• What this task involves: Both the line containing "Look at the photo above. For each instance of the black" and the last line of the listing are included: write out exactly the lines from one to the other.

• Extracted entries:
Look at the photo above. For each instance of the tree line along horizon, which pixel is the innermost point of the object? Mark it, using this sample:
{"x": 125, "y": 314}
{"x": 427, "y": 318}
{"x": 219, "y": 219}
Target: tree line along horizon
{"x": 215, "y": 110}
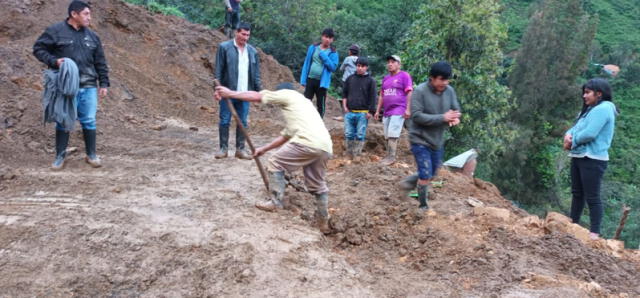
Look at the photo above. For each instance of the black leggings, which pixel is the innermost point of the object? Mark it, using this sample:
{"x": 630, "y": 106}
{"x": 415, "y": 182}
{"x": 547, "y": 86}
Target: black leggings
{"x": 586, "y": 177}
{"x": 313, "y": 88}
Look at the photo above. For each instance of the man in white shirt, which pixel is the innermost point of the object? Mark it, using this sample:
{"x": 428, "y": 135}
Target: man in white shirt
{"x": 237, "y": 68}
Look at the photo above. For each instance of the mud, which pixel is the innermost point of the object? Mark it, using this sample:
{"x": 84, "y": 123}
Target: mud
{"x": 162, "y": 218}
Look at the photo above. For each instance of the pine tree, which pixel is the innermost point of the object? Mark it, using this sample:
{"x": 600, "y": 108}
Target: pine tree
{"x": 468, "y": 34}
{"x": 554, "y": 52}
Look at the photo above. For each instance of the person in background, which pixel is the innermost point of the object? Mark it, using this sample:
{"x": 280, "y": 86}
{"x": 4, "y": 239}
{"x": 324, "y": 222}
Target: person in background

• Exercise solution:
Look at the photo above. For each instance of the black leggings, which pixel is the innermost point of the object? Mark it, using this sample:
{"x": 630, "y": 106}
{"x": 415, "y": 182}
{"x": 547, "y": 86}
Target: black leggings
{"x": 586, "y": 177}
{"x": 313, "y": 88}
Look at the photo above. For each instance of the man in white shirt, which pixel is the innermost point of the object? Mark it, using this sample:
{"x": 428, "y": 135}
Target: man in white shirt
{"x": 237, "y": 68}
Look at the photo above. For each instance of the mud, which pixel is the innermost point of the object? Mark it, using this sample:
{"x": 84, "y": 123}
Target: mud
{"x": 162, "y": 218}
Look at the photo above. For each instance of the pine tree, which pixel is the innermost point of the object? Mark it, using this sample:
{"x": 600, "y": 108}
Target: pine tree
{"x": 468, "y": 34}
{"x": 554, "y": 52}
Look at the photo above. For each instance of the person in background, which pixel is the innermost point of the object? Mark it, using this sample:
{"x": 280, "y": 86}
{"x": 4, "y": 239}
{"x": 324, "y": 222}
Target: person in background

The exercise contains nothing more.